### How to complete this task
Copy out every line from the records that includes "hard".

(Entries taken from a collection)
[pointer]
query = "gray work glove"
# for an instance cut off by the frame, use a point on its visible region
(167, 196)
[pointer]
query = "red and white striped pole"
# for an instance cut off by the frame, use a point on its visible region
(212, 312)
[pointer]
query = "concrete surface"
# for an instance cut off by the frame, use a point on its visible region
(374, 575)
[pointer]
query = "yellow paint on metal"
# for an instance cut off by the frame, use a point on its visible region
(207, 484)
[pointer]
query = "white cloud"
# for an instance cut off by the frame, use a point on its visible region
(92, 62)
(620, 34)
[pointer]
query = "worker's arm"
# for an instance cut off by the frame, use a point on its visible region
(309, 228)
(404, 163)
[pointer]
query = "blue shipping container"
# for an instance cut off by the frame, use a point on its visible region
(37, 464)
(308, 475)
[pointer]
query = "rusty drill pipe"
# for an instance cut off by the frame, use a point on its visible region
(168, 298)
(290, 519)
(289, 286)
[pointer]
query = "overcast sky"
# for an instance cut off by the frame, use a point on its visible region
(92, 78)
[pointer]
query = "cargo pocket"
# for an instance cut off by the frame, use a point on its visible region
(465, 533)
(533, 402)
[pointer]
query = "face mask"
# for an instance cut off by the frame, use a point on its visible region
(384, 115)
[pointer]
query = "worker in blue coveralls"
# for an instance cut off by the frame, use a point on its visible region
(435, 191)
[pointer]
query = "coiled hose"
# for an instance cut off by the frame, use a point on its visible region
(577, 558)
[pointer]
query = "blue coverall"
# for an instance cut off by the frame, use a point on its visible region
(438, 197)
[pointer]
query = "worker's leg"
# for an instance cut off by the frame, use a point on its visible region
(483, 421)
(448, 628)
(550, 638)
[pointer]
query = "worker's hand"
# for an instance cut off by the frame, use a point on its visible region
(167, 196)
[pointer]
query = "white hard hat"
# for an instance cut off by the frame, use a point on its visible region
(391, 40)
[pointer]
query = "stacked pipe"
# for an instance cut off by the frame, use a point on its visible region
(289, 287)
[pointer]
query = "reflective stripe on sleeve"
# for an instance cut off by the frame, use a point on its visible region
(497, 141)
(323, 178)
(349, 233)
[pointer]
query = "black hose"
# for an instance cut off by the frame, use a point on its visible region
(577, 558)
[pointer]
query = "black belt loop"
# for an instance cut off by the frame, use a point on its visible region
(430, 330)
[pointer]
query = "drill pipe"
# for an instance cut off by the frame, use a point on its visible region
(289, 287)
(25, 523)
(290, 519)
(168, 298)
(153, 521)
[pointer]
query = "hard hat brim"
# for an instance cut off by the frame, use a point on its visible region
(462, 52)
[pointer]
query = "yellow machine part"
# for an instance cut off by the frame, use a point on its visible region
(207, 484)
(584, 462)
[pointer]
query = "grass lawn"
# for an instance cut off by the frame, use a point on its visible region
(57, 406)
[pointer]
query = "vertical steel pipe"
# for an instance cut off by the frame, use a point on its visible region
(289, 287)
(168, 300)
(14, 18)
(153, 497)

==

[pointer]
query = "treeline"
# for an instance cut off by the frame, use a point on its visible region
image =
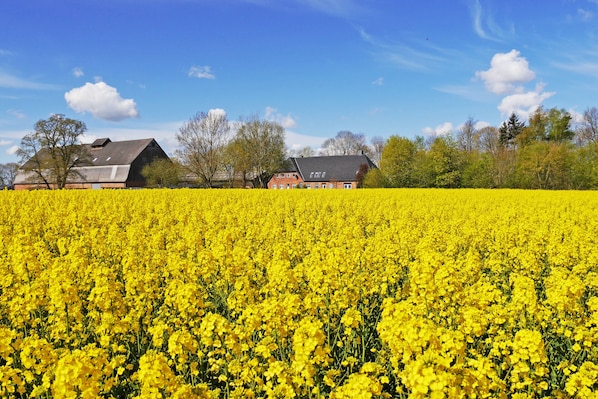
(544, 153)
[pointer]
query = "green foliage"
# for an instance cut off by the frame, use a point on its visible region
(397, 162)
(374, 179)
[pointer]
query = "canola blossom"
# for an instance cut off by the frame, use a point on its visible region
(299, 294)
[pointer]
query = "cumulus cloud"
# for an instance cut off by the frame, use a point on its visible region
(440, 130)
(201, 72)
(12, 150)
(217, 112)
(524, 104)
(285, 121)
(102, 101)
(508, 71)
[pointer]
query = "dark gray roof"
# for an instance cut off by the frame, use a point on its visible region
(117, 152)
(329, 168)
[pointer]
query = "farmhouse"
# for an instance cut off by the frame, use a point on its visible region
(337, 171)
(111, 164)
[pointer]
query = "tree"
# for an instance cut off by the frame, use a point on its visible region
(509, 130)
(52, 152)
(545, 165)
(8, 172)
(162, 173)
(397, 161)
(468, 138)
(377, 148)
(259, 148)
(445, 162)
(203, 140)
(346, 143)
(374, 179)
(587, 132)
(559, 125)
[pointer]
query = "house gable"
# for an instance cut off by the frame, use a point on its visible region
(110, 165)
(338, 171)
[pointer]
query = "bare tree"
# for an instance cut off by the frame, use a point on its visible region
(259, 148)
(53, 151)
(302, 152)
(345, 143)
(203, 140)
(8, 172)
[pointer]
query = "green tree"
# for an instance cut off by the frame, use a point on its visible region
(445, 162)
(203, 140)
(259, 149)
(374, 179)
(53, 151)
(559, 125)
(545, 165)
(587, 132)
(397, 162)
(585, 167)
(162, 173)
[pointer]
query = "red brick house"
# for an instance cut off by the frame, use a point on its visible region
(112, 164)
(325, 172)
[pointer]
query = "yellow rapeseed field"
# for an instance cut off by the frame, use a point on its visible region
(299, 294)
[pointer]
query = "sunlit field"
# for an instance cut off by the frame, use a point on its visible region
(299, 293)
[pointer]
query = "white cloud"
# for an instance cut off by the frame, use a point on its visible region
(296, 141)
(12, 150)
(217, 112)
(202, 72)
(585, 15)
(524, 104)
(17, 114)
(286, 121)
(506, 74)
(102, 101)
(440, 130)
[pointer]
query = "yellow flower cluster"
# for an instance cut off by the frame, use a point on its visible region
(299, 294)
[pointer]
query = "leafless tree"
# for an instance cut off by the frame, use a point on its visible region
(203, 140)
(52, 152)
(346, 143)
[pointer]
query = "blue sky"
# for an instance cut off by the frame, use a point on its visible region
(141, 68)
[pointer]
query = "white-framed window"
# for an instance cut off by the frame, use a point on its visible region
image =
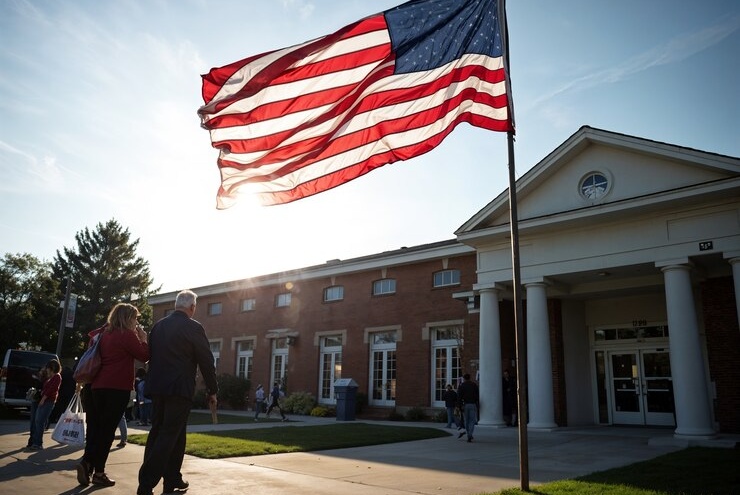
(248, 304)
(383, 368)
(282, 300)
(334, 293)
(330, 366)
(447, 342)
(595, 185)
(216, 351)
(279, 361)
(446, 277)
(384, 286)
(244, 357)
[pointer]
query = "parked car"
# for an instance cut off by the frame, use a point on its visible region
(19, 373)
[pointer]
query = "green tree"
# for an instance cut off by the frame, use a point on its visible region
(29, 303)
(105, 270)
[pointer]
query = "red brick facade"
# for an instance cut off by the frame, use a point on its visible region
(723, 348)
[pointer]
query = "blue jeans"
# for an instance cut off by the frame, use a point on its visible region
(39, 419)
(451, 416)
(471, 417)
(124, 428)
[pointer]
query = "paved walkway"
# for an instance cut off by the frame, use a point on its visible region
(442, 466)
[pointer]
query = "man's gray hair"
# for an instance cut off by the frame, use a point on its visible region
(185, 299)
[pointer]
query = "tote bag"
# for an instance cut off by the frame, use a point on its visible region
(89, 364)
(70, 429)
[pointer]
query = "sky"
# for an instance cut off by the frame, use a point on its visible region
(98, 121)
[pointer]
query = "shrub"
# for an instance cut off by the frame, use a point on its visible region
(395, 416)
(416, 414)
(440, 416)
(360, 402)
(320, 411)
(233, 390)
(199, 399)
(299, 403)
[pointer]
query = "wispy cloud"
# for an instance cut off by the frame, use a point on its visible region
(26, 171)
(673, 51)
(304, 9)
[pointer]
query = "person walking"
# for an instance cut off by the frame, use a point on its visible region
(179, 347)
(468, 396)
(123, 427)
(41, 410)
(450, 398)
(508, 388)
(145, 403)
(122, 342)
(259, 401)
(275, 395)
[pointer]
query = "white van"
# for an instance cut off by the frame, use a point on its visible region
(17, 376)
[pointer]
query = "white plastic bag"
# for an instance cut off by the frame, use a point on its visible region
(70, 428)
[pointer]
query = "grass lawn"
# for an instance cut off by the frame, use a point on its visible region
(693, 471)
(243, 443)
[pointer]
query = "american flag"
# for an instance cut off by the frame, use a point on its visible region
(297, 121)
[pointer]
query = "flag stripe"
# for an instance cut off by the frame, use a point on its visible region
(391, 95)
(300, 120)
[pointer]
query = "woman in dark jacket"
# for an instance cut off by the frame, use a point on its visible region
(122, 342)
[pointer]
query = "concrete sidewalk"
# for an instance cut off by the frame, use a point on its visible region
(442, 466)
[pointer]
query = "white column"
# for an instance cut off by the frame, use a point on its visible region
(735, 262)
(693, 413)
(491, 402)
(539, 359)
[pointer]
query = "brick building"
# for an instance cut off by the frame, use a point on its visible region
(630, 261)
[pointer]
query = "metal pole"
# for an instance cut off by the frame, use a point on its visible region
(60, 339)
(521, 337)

### Answer for the task
query = "white hard hat"
query = "hard hat brim"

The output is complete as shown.